EXERCISE REQUIREMENTS: Count how many lines in the following data hold the word "surface". Your answer is the number and nothing else.

EXERCISE INPUT:
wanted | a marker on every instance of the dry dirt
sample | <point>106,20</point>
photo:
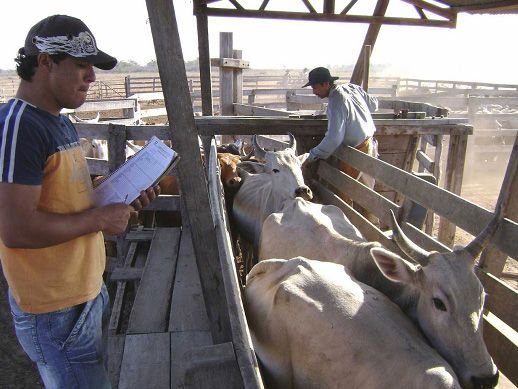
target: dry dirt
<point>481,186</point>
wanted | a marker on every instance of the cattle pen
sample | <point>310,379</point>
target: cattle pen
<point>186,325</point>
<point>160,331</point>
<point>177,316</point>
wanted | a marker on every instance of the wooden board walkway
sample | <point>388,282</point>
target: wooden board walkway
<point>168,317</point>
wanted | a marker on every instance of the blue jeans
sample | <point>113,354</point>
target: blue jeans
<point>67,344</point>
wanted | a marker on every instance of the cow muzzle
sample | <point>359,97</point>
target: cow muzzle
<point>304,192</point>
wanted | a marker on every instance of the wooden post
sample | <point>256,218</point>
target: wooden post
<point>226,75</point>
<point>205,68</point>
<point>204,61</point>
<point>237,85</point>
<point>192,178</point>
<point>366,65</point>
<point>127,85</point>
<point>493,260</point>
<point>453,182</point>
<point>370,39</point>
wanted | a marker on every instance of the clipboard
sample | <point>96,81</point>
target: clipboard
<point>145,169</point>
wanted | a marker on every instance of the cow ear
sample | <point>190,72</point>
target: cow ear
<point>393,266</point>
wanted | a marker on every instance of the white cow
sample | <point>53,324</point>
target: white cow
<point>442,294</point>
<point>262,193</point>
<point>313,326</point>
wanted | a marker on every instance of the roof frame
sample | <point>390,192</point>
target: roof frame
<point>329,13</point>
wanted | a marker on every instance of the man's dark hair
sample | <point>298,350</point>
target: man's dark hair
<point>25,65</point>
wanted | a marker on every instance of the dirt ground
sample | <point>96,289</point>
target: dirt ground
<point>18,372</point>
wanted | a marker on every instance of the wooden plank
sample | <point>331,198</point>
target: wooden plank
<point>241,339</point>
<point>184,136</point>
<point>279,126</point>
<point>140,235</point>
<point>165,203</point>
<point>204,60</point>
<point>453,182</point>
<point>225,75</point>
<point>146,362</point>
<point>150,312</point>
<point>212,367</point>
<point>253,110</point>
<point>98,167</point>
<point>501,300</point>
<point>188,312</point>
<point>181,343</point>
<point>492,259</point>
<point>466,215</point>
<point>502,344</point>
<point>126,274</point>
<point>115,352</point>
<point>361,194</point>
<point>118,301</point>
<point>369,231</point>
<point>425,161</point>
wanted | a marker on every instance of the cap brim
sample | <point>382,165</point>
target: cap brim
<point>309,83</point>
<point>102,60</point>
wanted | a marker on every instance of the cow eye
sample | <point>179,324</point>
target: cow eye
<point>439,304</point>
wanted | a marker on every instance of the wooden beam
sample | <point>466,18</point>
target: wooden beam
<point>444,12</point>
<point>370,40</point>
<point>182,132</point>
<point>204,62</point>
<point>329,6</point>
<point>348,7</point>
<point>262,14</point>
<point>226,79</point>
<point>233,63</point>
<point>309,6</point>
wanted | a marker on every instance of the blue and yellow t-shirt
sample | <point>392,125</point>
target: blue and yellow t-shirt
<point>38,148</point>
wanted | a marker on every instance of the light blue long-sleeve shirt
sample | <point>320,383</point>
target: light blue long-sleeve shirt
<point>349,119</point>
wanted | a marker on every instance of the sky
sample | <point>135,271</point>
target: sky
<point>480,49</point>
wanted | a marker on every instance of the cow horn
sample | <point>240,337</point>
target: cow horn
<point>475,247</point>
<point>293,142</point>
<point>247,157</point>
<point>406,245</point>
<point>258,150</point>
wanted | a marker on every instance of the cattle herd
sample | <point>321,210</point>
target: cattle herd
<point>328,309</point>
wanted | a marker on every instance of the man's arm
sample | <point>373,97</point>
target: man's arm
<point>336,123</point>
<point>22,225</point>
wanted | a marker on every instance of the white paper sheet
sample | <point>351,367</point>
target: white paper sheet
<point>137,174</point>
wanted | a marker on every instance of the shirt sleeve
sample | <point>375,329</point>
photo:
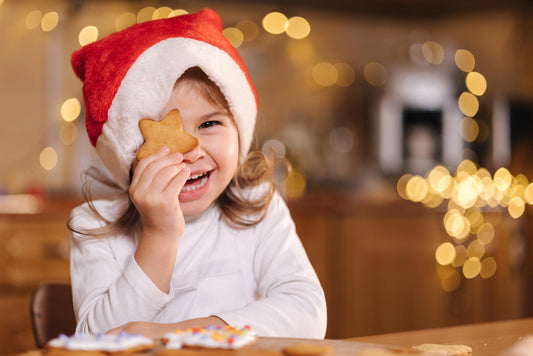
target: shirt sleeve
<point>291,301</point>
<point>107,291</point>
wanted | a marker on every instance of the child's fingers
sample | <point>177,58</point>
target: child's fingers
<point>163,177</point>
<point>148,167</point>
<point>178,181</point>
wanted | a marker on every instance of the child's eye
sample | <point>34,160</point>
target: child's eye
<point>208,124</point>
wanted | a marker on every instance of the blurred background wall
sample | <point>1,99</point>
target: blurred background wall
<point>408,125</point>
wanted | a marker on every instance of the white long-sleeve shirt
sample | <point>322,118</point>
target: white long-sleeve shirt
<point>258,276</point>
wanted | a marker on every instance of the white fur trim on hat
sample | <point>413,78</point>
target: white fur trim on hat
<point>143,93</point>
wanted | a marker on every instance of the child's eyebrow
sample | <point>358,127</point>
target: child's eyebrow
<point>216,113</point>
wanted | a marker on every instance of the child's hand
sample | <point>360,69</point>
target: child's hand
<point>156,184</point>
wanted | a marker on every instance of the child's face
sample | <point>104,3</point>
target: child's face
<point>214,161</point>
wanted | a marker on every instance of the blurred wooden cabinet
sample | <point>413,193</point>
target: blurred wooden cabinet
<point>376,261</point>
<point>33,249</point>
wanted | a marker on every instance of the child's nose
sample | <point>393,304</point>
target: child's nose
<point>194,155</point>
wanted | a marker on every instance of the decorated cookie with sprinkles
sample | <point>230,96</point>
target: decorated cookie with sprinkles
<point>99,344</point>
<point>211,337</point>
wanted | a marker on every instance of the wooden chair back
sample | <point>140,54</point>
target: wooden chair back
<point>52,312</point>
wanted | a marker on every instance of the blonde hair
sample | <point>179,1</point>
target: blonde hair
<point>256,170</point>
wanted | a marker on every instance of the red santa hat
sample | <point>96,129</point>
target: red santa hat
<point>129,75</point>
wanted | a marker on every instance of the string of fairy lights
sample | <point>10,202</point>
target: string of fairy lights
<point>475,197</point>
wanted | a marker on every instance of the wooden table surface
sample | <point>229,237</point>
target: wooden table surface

EXPECTED ANSWER: 2